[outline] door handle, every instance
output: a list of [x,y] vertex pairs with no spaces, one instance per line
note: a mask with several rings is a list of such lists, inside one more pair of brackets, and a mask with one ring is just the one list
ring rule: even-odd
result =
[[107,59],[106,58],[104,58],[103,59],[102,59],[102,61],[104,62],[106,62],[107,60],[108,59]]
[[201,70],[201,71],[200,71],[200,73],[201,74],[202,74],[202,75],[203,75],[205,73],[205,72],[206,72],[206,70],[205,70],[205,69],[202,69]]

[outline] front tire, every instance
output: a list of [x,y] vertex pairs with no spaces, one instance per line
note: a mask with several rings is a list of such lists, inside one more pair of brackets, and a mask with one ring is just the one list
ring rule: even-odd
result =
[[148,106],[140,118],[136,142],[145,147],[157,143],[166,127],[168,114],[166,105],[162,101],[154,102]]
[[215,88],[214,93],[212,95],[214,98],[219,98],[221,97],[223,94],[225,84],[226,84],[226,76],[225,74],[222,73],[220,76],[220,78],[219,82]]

→ **YOUR OBJECTIVE**
Reproduce all of the data above line for line, changing nothing.

→ **SOLVED PROBLEM**
[outline] door handle, every instance
output: a list of [x,y] vertex pairs with no spaces, one instance per line
note: a mask with several rings is a list of such lists, inside one more pair of brackets, and a mask with one ring is just the one list
ring rule: even-odd
result =
[[107,59],[106,58],[104,58],[103,59],[102,59],[102,61],[104,62],[106,62],[107,60],[108,59]]
[[201,70],[201,71],[200,71],[200,73],[201,74],[202,74],[202,75],[203,75],[205,73],[205,72],[206,72],[206,70],[205,70],[205,69],[202,69]]

[outline] front tire, every instance
output: a list of [x,y] vertex pairs with no spaces, one instance per line
note: a mask with several rings is a list of such lists, inside one more pair of brackets, and a mask with one ring is just the one list
ring rule: even-odd
result =
[[148,106],[140,118],[136,142],[145,147],[157,143],[166,127],[168,114],[166,105],[162,101],[154,102]]
[[215,88],[214,93],[212,95],[214,98],[219,98],[221,97],[223,94],[225,84],[226,84],[226,76],[225,74],[222,73],[220,76],[220,78],[219,82]]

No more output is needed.